■ Direction: Lines before the one containing "Task: indicate each instance of the stone" are excluded. Repeat that line and every line after it, exactly.

— begin Records supplied —

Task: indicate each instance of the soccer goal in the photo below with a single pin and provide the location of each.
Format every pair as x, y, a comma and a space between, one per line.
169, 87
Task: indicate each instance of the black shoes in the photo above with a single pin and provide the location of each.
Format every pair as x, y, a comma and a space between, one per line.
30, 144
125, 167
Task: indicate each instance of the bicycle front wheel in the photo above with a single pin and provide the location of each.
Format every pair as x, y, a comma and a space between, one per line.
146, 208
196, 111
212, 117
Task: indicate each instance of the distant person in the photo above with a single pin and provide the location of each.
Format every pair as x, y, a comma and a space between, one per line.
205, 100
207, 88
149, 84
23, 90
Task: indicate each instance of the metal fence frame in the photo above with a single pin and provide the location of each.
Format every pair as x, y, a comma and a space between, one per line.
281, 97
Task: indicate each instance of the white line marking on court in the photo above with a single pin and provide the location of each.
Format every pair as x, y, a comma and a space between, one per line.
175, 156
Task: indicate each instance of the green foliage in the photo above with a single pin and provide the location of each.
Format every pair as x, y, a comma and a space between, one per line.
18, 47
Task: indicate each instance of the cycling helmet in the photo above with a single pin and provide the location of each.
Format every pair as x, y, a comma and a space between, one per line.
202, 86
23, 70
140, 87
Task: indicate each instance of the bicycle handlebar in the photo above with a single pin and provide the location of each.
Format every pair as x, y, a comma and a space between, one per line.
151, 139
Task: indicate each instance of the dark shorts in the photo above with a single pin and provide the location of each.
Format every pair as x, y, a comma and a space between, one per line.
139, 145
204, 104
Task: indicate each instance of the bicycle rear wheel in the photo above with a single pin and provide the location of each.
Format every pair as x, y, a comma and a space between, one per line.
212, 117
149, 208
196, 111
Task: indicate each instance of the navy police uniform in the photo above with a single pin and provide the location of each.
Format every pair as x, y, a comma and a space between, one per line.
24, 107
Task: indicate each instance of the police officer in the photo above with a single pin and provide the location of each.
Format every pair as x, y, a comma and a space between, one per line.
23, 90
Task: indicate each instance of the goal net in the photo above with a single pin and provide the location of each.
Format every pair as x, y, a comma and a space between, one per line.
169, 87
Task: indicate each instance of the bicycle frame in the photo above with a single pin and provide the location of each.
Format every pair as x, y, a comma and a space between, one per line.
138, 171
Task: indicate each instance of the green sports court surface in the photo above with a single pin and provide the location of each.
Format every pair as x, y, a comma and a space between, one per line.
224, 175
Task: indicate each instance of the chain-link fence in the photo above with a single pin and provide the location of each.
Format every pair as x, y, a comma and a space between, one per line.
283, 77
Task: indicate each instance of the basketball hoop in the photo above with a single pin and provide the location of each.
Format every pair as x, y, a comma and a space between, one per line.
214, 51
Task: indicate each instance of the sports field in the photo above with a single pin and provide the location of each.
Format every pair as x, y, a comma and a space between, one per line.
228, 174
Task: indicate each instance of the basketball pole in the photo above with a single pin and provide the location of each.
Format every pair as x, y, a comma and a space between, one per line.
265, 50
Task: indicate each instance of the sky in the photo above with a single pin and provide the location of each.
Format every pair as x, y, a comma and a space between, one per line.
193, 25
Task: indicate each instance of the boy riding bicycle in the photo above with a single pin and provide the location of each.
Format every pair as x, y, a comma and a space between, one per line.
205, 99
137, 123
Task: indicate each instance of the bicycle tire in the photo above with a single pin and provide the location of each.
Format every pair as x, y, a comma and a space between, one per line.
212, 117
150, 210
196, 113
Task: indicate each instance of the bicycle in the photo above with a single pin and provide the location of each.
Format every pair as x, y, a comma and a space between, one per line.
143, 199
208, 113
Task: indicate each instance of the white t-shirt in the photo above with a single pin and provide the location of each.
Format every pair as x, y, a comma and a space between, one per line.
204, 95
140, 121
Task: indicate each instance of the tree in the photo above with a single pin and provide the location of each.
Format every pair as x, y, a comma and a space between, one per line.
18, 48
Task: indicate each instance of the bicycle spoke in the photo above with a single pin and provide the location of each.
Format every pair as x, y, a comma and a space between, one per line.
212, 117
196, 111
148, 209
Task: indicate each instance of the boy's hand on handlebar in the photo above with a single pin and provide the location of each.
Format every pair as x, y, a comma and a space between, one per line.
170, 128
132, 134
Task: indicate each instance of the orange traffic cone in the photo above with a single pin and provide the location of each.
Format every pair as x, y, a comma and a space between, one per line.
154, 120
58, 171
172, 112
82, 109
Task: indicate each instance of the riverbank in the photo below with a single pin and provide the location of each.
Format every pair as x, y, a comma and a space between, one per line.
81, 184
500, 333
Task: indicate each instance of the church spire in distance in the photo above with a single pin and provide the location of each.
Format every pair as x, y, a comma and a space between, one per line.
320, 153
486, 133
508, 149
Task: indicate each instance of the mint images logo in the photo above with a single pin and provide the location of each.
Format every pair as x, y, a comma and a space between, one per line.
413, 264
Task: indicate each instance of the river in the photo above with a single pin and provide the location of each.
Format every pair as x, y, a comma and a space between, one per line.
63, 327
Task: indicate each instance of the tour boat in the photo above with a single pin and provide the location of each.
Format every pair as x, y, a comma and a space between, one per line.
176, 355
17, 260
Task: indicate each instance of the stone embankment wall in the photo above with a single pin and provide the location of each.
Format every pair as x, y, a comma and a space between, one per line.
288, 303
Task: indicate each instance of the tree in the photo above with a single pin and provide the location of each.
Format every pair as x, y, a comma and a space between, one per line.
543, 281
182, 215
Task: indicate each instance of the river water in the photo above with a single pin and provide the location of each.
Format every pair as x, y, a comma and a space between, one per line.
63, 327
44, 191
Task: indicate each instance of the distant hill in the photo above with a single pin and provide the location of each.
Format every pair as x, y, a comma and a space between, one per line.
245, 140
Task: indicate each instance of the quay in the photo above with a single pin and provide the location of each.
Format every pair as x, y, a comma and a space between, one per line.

— end Records supplied —

■ Result for this exercise:
Task: indicate each instance of the stone embankment wall in the photo above with a single pin and provide the location of each.
Format every pair as x, y, a comma and a space between, one per line.
288, 303
Task: indicate each instance of the tree in the photo above with a single pin and provide the location of each.
Format every pair as x, y, a comma and a space between, one per line.
543, 281
182, 215
Task: indicate each instance of the river water in the photo above with a single pin and provide the location of each.
Format every pair as x, y, a comma and a space between, one per line.
63, 327
44, 191
Task: indicate each instance of the distant hill in the photo above with a single pin and provide the location of each.
Format every pair as x, y, a comma and a space between, one per line.
245, 140
Task: indicate each instance of the quay in the photo above with a single pin and provide the location of each.
Format every pair as x, y, a comma and a space between, one per line.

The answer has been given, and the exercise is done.